#### [WORK TO BE COMPLETED]
Will you output all of the data below exactly, omitting the images?
————
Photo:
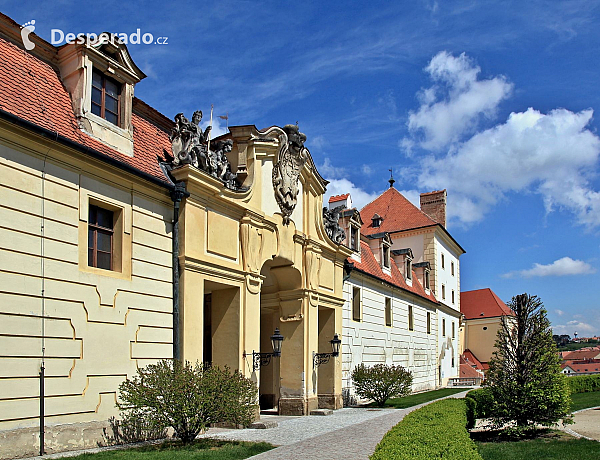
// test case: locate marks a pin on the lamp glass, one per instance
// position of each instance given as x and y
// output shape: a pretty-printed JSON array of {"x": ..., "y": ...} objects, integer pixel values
[
  {"x": 335, "y": 345},
  {"x": 276, "y": 340}
]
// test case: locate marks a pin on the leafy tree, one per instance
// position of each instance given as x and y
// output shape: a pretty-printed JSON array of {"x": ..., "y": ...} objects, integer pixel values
[
  {"x": 187, "y": 398},
  {"x": 381, "y": 382},
  {"x": 524, "y": 373}
]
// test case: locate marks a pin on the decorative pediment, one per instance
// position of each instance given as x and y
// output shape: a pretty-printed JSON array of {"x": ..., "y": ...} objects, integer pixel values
[{"x": 117, "y": 57}]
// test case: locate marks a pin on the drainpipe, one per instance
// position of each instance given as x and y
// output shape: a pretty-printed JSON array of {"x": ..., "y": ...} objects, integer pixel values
[
  {"x": 177, "y": 194},
  {"x": 348, "y": 267}
]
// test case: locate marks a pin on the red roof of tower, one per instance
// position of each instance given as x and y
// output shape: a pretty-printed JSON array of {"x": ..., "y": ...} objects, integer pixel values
[
  {"x": 397, "y": 212},
  {"x": 482, "y": 303}
]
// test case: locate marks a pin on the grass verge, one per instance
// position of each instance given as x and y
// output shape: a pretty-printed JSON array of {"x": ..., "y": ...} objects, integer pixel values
[
  {"x": 543, "y": 444},
  {"x": 201, "y": 449},
  {"x": 420, "y": 398},
  {"x": 584, "y": 400}
]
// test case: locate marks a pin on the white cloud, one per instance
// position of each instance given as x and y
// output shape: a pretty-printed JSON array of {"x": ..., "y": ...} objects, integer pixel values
————
#### [OUTPUT OF THE TASK]
Photo:
// test case: locate marks a pin on the lamp glass, one per instance
// position of each instance given as x and y
// output shape: a pretty-printed JSON array of {"x": ..., "y": ...} objects, integer pixel values
[
  {"x": 335, "y": 345},
  {"x": 276, "y": 340}
]
// test case: locate marks a pin on the leafy tree, one per instance
// position of each instance given as x and y
// output shape: a pretty-printed JSON array of {"x": ..., "y": ...} objects, integer pixel values
[
  {"x": 187, "y": 398},
  {"x": 381, "y": 382},
  {"x": 524, "y": 373}
]
// test case: locate marks a pin on the decorative pediment, one per instance
// position of each instance given as x and y
// output shape: a pretty-printed JSON array of {"x": ..., "y": ...} objects, integer pixel values
[{"x": 117, "y": 57}]
// test case: locate marks a pin on the drainpipe, one per instance
// position of each instance given as x and y
// output shape: a pretty-printed JSON array of {"x": ..., "y": ...} objects, integer pixel values
[
  {"x": 177, "y": 194},
  {"x": 348, "y": 267}
]
// test case: locate marks a pin on the red roof of tower, one per instance
// position of each instance given as x and y
// output shape: a pretty-printed JSON array of {"x": ..., "y": ...} objects, integer pixel values
[
  {"x": 397, "y": 212},
  {"x": 482, "y": 303}
]
// test case: locate marks a pin on the grass verge, one per instance
// position of each instance given as x and y
// output shape: a pretty-printed JSON array of {"x": ..., "y": ...} objects, integer pixel values
[
  {"x": 543, "y": 444},
  {"x": 201, "y": 449},
  {"x": 420, "y": 398},
  {"x": 584, "y": 400}
]
// test case: locate marks a pin on the white cloud, one per instance
// position of each instance given as x and y
// output shape: a pretty-printed JSON array of {"x": ..., "y": ...} objects, integer pixel values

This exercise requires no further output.